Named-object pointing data
────────────────

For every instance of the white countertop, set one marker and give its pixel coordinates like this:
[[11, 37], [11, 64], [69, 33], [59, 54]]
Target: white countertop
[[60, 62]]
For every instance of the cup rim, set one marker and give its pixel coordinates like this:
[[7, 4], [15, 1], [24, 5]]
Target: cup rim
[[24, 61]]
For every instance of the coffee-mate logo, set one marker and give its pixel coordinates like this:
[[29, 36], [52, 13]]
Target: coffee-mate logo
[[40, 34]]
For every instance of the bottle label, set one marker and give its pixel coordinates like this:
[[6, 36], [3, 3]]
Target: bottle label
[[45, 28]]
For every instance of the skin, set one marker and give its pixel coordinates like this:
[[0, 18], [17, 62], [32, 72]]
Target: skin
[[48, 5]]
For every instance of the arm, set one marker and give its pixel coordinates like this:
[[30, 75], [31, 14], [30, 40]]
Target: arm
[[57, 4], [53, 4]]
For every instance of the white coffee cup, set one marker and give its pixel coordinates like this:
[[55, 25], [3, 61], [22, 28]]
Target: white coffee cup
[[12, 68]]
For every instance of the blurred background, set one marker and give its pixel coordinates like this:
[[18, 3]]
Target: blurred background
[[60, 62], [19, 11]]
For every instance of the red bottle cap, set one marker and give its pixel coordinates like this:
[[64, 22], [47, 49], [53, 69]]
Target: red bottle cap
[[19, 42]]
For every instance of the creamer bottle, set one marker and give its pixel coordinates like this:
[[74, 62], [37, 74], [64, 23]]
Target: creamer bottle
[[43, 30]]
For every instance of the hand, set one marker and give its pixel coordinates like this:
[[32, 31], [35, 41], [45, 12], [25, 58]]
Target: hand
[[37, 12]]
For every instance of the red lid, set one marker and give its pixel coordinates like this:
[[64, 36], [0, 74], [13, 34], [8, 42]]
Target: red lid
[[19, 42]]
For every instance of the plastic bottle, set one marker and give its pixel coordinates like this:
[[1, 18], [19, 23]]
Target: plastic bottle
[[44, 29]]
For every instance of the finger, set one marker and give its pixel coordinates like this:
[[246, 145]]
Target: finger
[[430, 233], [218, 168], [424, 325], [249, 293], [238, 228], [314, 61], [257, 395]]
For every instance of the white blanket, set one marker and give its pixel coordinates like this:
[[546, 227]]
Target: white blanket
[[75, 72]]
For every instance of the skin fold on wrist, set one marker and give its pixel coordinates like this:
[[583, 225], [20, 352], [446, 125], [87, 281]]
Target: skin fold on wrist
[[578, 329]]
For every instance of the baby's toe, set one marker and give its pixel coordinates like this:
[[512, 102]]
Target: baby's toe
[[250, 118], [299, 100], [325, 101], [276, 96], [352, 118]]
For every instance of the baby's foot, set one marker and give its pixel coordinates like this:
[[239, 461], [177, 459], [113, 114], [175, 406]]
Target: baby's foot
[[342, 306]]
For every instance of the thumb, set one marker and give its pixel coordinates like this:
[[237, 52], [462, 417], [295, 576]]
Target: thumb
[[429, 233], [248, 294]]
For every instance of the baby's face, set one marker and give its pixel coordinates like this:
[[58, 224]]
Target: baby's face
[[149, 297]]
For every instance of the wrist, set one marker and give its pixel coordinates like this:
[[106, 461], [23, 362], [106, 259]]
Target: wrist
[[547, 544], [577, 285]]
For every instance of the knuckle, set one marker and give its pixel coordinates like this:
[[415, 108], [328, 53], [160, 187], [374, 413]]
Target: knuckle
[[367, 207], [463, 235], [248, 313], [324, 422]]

────────────────

== JOB ==
Please write out the data between the lines holding "For every instance of the skin, set" and "[[57, 4], [53, 4]]", inclusive, changing "pixel coordinates" to "image coordinates" and keeping everything else the same. Return only those lines.

== IN RESPONSE ==
For every instance of the skin, set one marker and give its image coordinates like this:
[[0, 18], [17, 62], [32, 72]]
Target: skin
[[48, 5]]
For every instance of the arm, set one marker and give its image coordinates like this:
[[30, 75], [31, 14], [30, 40]]
Target: arm
[[57, 4], [53, 4]]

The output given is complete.